Consignes:
(1) Selon l'extrait, combien d'hommes et de femmes entrent au collège quand les deux parents ont, au mieux, terminé leur secondaire ?
(2) Recopiez tel quel le passage des entrées qui va de la ligne contenant « the red tail » jusqu'à la fin des entrées, ces deux bornes comprises.
___ Extrait fourni ___
L’origine socioculturelle n’influe pas seulement sur les probabilités d’accéder au collège, elle joue aussi sur l’âge d’entrée. Les jeunes issus de milieux moins favorisés ne sont pas seulement moins nombreux à accéder au cégep mais, quand ils y parviennent, ils y entrent aussi un peu plus vieux ; inversement, ceux qui sont issus des milieux socioculturels favorisés n’ont pas seulement plus de chances d’accéder au collège, mais ils y entrent aussi plus jeunes que leurs camarades d’autres milieux. L’effet cumulatif de l’origine socioculturelle sur les parcours devient dès lors plus compréhensible : dès le début du parcours, leur meilleure réussite scolaire conduit non seulement les jeunes des milieux favorisés plus loin dans le dispositif de formation, mais les mène aussi plus tôt à ses différents paliers. Quant aux jeunes issus des milieux défavorisés, ils se montrent, par contre, moins à même de tirer tout le bénéfice possible de l’ouverture du système de formation. Ce constat souligne la difficulté de l’égalisation des chances à l’école. Origine socioculturelle et appartenance sexuelle interfèrent ; à l’entrée au collège, le déséquilibre entre jeunes hommes et jeunes femmes s’accentue encore dans les milieux socioculturels les moins favorisés : 30 hommes pour 70 femmes, lorsque les deux parents ont, au mieux, terminé leur secondaire. À l’opposé, ce déséquilibre est considérablement atténué lorsque les jeunes sont issus de milieux favorisés : 53 femmes pour 46 hommes. Si les femmes tirent un meilleur parti de la réforme du système de formation québécois, les hommes en tirent d’autant moins bénéfice, aujourd’hui encore, qu’ils sont issus de milieux moins favorisés. Sexe et origine socioculturelle combinent toujours leurs effets pour biaiser les conséquences positives d’une plus grande ouverture des paliers intermédiaires du système de formation.

Au vu de l’enquête menée auprès des élèves de cégep, l’origine linguistique des individus semble jouer un moindre rôle sur l’accès au collège, résultat qu’il faut nuancer en fonction de ceux auxquels parvient Corbeil (2003). Si les anglophones sont également représentés dans la population globale et parmi les élèves de cégep, la très légère surreprésentation des francophones paraît tenir davantage au fait que de nombreux jeunes issus de l’immigration proviennent d’aires francophones. Ainsi, le bilan de notre description de la transition entre école secondaire et collège n’est guère différent de celui que Dandurand dressait à la fin des années 1980 : si l’origine linguistique joue moins sur l’accès au cégep, les deux autres caractéristiques individuelles qu’il prenait en compte, le sexe et l’origine socioculturelle, continuent de déformer les flux qui circulent entre les deux niveaux scolaires, au point d’induire une certaine inquiétude à propos de la possibilité de voir progresser une démocratisation qualitative du système de formation depuis sa réforme. Les inégalités de réussite scolaire en fonction de l’origine socioculturelle continuent de restreindre l’accès au collège des jeunes issus de milieux socioculturels moins favorisés, des hommes en particulier. Ainsi, les interactions entre appartenance sociale et sexuelle désignent plus que jamais les hommes issus de milieux populaires comme les grands perdants du fonctionnement actuel du système de formation. Des différences liées à l’origine rurale ou urbaine pourraient encore accentuer ces effets ; nous n’avons malheureusement pu les prendre en compte ici. Mais que se passe-t-il à l’intérieur du collège, une fois le seuil franchi ?
___ Entrées présentées ___
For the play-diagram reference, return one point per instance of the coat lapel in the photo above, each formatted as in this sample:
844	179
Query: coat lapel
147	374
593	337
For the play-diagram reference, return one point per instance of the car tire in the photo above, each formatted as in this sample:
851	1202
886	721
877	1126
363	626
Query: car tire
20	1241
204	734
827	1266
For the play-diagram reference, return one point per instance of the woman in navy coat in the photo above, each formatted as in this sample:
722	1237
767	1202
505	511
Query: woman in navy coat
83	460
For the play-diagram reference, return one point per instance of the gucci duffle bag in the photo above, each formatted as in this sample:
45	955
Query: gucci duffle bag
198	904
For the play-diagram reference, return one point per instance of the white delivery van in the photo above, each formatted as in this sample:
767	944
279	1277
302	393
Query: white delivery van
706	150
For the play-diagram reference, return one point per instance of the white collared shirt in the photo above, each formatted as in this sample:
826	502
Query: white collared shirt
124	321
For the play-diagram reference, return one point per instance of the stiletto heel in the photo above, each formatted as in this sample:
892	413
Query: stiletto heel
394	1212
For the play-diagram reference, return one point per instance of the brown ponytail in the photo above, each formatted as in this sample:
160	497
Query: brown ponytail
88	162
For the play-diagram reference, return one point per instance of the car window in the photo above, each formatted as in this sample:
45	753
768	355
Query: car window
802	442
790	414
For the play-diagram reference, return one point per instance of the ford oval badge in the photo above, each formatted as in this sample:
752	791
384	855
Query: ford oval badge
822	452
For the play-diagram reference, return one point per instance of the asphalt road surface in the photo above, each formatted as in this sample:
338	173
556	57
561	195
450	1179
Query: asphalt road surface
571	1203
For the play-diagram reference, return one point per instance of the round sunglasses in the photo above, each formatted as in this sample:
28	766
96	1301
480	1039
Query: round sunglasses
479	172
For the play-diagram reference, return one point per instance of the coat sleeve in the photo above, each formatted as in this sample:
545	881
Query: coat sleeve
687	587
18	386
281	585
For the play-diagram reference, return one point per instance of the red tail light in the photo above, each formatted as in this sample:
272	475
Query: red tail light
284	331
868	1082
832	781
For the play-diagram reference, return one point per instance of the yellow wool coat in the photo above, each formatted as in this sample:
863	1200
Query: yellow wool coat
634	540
___
Réponses par consigne:
(1) 30 hommes pour 70 femmes.

(2)
For the play-diagram reference, return one point per instance of the red tail light in the photo above, each formatted as in this sample:
272	475
Query: red tail light
284	331
868	1082
832	781
For the play-diagram reference, return one point per instance of the yellow wool coat in the photo above, each formatted as in this sample:
863	1200
Query: yellow wool coat
634	540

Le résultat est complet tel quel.